**DOCUMENT:**
○ ○ ○ ○ ○

In April 2008, the FASB issued FASB Staff Position No. 142-3, "Determination of the Useful Life of Intangible Assets" (“FSP No. 142-3”) to improve the consistency between the useful life of a recognized intangible asset (under SFAS No. 142) and the period of expected cash flows used to measure the fair value of the intangible asset (under SFAS No. 141(R)). FSP No. 142-3 amends the factors to be considered when developing renewal or extension assumptions that are used to estimate an intangible asset’s useful life under SFAS No. 142. The guidance in the new staff position is to be applied prospectively to intangible assets acquired after December 31, 2008. In addition, FSP No. 142-3 increases the disclosure requirements related to renewal or extension assumptions. The adoption of this statement is not expected to have a material effect on the Company’s results of operations, financial position or cash flows.

 

7




FAS 158 Employers Accounting for Defined Benefit Pension Plans and other Post-retirement Plans – This statement requires an employer that is a business entity and sponsors one or more single employer defined benefit plans to recognize the funded status of a benefit plan, measured as the difference between plan assets at fair value and the projected benefit obligation in the financial statement.

 

In September of 2006, the FASB issued FAS No. 158 “Employers Accounting for Defined Benefit Pension Plans and Other Post-retirement plans”. This pronouncement had been adopted by the Company with the notation that the Company would continue to measure its plan’s liabilities as of May 31. However, with full adoption of FAS 158, the new measurement date for liability will be August 31, which would result in a one-time addition to liability equal to approximately one-fourth of the Company’s annual pension liability accrual. The Company is expecting to adopt this portion of the pronouncement in the fourth quarter of this fiscal year ending August 31, 2009.

○ ○ ○ ○ ○

[Pointing and labeling entries]
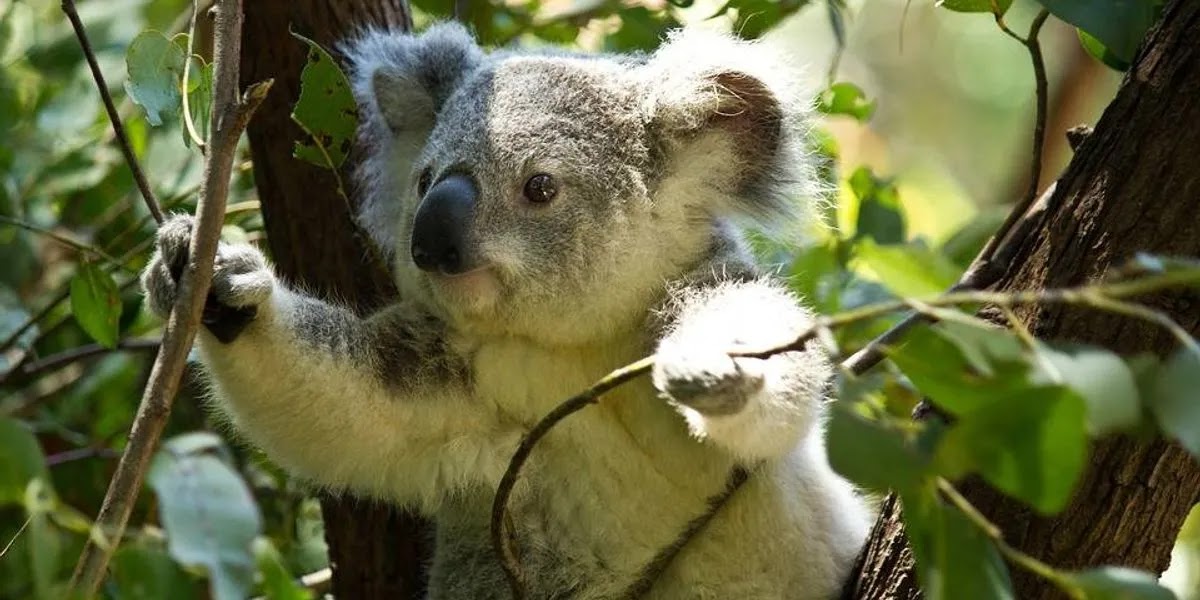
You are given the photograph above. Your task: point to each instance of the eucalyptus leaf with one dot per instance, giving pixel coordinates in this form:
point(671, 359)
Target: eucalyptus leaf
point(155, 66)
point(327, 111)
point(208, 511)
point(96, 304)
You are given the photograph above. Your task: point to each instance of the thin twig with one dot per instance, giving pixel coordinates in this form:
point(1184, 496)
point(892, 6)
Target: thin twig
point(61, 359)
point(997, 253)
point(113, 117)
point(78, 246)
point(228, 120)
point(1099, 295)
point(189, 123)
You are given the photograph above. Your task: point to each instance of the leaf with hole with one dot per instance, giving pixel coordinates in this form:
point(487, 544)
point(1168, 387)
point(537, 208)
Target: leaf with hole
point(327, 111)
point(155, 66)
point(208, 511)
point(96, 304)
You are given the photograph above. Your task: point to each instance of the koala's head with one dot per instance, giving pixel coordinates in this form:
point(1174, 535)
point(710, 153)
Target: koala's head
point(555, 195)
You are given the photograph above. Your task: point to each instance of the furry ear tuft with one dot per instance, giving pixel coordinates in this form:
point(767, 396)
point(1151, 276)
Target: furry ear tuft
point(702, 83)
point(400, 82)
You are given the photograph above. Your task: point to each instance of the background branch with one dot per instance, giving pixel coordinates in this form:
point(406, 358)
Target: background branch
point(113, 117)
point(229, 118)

○ ○ ○ ○ ○

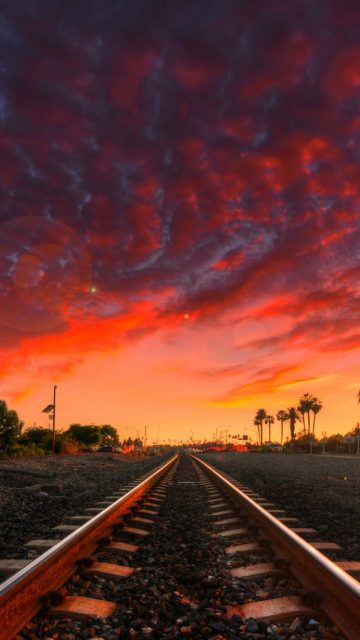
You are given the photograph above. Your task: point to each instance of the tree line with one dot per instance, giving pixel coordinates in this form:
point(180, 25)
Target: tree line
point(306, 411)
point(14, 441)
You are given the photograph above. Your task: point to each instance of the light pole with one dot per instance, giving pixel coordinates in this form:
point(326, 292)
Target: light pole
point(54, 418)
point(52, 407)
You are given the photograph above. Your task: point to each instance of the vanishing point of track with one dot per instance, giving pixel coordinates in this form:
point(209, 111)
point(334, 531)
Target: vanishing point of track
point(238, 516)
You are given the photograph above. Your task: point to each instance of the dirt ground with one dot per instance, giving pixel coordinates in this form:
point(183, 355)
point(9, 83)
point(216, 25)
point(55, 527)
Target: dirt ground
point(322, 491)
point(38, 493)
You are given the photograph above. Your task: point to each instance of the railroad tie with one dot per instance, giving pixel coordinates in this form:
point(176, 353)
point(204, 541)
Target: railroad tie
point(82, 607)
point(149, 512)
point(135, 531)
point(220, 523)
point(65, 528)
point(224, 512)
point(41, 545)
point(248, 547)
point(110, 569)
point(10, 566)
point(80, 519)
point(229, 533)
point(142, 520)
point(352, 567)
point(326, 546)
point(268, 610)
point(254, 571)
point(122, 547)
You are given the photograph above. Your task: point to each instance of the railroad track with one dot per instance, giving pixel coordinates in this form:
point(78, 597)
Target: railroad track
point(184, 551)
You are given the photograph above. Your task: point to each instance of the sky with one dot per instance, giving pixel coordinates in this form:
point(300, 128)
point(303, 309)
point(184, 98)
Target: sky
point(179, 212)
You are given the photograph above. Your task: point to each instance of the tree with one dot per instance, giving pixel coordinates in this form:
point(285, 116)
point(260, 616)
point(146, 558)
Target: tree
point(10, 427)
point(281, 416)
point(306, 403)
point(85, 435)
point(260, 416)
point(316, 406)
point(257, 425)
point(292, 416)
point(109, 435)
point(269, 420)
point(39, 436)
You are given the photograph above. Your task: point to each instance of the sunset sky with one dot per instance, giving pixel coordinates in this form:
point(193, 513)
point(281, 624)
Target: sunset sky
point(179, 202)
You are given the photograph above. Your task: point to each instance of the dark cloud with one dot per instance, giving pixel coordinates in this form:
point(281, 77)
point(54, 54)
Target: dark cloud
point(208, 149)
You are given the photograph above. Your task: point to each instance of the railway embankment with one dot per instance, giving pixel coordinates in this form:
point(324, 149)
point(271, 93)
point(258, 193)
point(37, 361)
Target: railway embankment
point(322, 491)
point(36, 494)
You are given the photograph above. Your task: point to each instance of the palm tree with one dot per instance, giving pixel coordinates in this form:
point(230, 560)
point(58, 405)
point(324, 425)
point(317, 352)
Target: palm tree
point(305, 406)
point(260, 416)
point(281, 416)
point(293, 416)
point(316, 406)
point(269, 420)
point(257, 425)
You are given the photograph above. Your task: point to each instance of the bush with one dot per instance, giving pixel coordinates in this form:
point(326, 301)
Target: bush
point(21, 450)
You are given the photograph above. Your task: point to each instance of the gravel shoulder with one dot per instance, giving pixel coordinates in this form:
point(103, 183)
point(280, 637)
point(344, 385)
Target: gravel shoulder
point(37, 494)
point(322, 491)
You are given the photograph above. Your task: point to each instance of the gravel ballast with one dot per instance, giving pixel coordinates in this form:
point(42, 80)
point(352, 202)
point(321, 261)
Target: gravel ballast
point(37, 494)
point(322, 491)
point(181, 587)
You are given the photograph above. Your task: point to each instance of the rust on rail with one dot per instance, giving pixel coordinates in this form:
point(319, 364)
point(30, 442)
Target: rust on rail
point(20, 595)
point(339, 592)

○ ○ ○ ○ ○

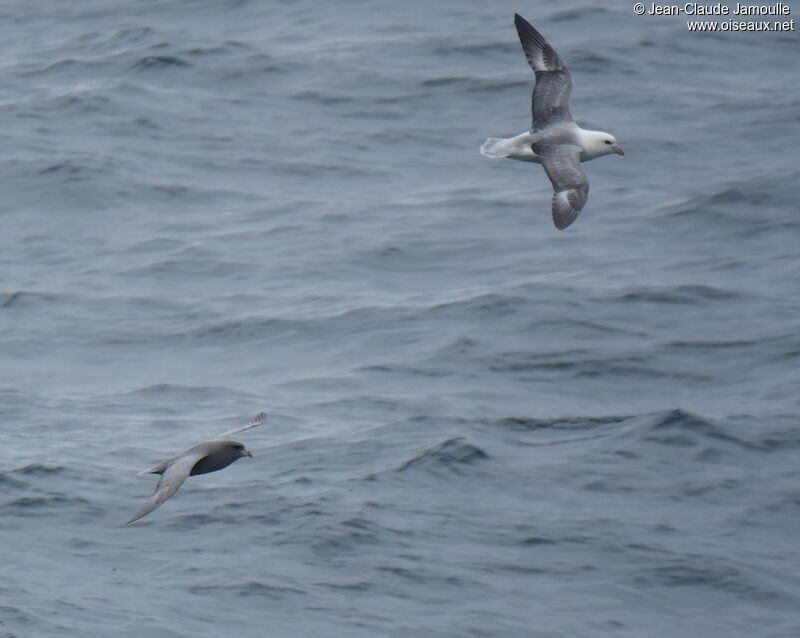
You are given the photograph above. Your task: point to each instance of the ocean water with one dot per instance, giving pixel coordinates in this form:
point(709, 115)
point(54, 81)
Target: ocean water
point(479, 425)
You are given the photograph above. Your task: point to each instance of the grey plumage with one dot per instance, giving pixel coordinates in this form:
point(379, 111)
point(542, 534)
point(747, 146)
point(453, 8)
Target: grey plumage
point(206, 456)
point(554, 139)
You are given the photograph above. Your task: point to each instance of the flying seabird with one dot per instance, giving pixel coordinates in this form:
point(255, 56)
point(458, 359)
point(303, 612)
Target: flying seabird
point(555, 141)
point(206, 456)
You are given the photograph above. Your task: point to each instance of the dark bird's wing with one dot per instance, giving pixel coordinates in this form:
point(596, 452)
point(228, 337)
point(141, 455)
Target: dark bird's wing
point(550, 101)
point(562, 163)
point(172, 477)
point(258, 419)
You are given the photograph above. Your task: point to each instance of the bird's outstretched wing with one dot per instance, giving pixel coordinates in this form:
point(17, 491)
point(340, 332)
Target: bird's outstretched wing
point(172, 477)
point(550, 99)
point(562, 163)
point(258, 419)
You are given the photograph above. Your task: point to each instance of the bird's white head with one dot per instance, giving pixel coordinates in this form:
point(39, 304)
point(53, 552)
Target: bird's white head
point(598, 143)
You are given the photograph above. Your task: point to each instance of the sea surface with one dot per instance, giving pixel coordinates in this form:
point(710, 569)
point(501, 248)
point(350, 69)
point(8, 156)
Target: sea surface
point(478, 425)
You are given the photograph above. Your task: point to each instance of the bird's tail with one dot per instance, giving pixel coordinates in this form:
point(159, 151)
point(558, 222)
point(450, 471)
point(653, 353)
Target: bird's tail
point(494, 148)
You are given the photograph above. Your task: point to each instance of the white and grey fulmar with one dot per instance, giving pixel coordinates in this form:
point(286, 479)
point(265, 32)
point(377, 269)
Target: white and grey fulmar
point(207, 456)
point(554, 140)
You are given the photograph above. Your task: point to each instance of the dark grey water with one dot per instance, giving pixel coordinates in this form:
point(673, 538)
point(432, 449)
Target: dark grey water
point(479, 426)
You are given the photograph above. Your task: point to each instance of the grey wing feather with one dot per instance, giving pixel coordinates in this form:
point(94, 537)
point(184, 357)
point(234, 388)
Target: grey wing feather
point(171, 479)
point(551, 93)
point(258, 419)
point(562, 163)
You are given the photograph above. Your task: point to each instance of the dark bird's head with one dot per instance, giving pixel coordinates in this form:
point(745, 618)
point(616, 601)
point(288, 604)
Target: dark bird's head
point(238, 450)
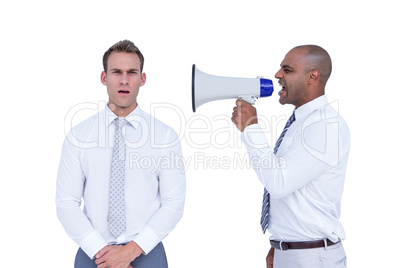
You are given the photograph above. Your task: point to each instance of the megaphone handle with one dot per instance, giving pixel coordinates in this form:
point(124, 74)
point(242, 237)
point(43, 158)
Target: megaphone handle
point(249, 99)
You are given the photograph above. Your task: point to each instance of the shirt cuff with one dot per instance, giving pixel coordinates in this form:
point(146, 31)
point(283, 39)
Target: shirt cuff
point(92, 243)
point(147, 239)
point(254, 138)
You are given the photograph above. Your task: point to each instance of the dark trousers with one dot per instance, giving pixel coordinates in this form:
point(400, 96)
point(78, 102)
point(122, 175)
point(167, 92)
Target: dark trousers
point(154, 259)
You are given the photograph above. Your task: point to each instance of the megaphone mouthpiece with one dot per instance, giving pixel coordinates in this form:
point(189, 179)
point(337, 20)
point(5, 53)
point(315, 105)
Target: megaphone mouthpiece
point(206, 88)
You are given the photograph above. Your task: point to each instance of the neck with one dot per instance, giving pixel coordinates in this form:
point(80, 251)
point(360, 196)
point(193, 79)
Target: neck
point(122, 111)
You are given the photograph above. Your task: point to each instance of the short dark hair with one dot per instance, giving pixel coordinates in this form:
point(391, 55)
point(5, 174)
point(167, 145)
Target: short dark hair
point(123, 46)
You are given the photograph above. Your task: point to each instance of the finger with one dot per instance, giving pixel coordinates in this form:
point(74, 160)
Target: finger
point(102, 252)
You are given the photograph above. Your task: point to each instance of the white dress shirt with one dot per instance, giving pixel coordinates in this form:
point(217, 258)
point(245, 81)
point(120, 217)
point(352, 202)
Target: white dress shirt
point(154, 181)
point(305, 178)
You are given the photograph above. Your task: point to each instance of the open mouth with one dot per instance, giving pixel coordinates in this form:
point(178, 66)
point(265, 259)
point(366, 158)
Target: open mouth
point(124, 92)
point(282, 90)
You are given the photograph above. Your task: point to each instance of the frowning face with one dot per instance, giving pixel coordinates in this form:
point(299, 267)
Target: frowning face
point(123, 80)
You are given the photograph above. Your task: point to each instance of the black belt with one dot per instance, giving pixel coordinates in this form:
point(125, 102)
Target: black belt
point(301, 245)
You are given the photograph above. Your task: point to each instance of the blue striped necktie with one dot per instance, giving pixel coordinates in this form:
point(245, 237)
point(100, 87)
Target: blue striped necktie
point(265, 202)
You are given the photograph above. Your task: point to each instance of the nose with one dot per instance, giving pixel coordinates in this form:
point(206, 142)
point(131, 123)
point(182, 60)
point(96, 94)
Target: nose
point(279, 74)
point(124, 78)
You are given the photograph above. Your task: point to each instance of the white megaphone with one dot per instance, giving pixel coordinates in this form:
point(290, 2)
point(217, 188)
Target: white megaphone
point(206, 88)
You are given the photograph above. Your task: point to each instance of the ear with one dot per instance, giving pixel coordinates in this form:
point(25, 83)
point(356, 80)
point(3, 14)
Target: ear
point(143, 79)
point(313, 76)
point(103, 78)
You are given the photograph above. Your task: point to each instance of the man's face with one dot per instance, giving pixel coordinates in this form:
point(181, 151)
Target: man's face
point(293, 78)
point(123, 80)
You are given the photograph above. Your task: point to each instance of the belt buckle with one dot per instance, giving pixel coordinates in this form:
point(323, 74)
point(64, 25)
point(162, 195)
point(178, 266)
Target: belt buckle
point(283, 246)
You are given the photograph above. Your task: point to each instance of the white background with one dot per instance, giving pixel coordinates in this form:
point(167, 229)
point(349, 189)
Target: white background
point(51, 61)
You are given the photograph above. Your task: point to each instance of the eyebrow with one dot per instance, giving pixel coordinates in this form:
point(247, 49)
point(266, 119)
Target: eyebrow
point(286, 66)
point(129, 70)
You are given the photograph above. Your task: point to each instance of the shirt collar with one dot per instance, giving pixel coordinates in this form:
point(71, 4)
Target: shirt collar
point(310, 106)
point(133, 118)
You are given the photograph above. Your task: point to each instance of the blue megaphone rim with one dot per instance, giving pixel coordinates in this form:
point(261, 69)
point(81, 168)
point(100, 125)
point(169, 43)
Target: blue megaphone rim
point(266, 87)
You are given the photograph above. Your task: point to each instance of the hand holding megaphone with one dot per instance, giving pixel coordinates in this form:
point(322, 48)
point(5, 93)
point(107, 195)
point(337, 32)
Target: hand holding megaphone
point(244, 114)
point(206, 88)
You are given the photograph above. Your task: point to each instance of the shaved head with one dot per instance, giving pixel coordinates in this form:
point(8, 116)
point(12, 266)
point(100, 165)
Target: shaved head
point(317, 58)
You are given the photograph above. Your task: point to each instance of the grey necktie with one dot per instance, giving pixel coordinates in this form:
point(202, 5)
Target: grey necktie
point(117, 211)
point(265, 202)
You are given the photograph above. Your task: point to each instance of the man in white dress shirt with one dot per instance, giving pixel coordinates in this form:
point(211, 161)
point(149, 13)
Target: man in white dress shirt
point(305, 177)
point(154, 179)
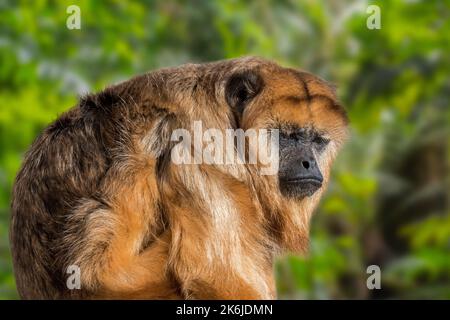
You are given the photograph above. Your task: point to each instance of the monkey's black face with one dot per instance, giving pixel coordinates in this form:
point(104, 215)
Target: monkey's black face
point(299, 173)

○ ○ ○ ○ ○

**DIRECTIONS:**
1. Print the part of the accounting standards text that opens with the words containing "FAS 158 Employers" and closes with "the financial statement.".
2. Rewrite the part of the rows that opens with the line containing "of the thin" and closes with the line containing "point(228, 120)", replacing "twig" with "branch" and keeping everything else the same. Return only those lines.
The accounting standards text and the rows were taken from unrelated sources.

**EXPECTED RESPONSES:**
1.
FAS 158 Employers Accounting for Defined Benefit Pension Plans and other Post-retirement Plans – This statement requires an employer that is a business entity and sponsors one or more single employer defined benefit plans to recognize the funded status of a benefit plan, measured as the difference between plan assets at fair value and the projected benefit obligation in the financial statement.

2.
You are given the photograph above. Your task: point to each instance of the thin branch with one dot per instance, giving pixel coordinates in this form:
point(1184, 496)
point(892, 6)
Target: thin branch
point(61, 359)
point(997, 253)
point(113, 117)
point(78, 246)
point(228, 120)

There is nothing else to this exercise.